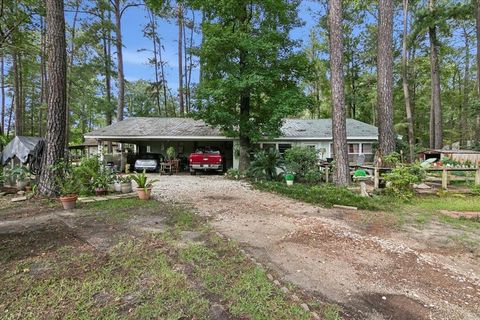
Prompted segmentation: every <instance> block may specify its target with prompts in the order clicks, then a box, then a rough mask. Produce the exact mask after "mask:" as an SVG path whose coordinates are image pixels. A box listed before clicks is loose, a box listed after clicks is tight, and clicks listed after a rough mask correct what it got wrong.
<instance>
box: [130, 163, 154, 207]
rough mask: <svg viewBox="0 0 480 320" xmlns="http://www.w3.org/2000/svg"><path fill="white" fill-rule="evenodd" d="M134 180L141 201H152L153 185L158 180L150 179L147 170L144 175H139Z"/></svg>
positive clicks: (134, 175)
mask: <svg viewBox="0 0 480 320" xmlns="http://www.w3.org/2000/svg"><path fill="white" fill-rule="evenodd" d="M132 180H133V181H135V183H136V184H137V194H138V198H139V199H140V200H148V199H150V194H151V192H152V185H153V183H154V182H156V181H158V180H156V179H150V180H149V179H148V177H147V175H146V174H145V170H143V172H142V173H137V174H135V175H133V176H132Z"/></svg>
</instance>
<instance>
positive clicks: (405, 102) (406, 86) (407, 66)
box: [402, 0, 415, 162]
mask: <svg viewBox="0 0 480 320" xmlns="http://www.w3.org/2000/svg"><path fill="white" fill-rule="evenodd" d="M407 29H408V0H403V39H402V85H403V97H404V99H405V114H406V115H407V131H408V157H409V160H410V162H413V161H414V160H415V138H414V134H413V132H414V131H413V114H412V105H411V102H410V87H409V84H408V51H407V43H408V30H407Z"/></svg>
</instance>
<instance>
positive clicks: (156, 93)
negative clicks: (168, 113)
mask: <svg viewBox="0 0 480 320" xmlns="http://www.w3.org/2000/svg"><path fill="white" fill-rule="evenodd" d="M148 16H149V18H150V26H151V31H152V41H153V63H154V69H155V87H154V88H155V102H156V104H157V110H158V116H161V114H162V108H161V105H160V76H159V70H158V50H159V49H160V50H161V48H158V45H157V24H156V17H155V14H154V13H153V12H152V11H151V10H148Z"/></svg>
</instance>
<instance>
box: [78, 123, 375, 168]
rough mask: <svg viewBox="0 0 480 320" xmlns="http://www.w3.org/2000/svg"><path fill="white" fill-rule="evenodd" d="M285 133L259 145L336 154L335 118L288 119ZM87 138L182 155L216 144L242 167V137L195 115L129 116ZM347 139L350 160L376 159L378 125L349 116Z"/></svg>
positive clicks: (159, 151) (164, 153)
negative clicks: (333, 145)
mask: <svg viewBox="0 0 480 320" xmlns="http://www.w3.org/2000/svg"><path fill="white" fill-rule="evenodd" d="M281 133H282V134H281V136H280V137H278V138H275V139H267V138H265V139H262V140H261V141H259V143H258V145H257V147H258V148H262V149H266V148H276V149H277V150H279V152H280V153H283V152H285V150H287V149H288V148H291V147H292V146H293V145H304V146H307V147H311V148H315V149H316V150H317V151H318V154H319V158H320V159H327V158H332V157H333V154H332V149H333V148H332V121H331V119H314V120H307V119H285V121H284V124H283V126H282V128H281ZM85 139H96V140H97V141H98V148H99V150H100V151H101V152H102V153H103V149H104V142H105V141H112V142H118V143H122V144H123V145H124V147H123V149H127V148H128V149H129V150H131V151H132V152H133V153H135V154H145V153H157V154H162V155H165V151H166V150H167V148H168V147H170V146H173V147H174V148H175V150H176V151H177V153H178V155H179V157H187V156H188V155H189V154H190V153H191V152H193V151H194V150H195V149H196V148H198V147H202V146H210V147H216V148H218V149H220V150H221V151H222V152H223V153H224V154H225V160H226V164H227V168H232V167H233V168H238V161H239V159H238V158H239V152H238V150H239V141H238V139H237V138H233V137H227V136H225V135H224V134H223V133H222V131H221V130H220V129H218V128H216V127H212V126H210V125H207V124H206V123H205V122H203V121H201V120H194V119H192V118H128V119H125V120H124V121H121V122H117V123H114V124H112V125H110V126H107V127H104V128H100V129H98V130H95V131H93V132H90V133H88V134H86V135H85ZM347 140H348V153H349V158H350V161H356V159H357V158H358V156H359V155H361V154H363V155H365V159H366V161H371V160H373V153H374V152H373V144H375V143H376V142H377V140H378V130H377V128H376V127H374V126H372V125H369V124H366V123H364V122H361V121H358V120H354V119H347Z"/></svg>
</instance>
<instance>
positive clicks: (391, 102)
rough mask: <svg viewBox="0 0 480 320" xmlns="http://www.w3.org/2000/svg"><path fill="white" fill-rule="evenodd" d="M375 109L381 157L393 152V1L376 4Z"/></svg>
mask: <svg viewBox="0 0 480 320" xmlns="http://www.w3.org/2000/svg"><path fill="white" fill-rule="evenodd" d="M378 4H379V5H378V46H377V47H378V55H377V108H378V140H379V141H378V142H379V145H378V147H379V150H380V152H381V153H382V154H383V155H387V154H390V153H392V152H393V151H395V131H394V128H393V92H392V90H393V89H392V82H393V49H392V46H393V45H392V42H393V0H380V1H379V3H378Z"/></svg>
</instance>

WORK TASK:
What you give back should be exactly the lines of the data above from the line with "positive clicks: (156, 93)" through the line with "positive clicks: (159, 151) (164, 153)", both of those included, and nothing more.

REPLY TO THE EXERCISE:
positive clicks: (156, 93)
negative clicks: (168, 113)
mask: <svg viewBox="0 0 480 320" xmlns="http://www.w3.org/2000/svg"><path fill="white" fill-rule="evenodd" d="M148 16H149V18H150V26H151V31H152V41H153V63H154V69H155V87H154V88H155V102H156V104H157V110H158V116H161V114H162V108H161V105H160V76H159V70H158V50H159V49H160V50H161V48H158V45H157V24H156V17H155V14H154V13H153V12H152V11H151V10H148Z"/></svg>
</instance>
<instance>
box: [78, 123, 375, 168]
rough mask: <svg viewBox="0 0 480 320" xmlns="http://www.w3.org/2000/svg"><path fill="white" fill-rule="evenodd" d="M285 133L259 145L336 154L335 118L288 119ZM87 138L182 155L216 144L242 167V137L195 115L129 116ZM347 139L350 160L376 159L378 125L349 116Z"/></svg>
positive clicks: (159, 151) (164, 153)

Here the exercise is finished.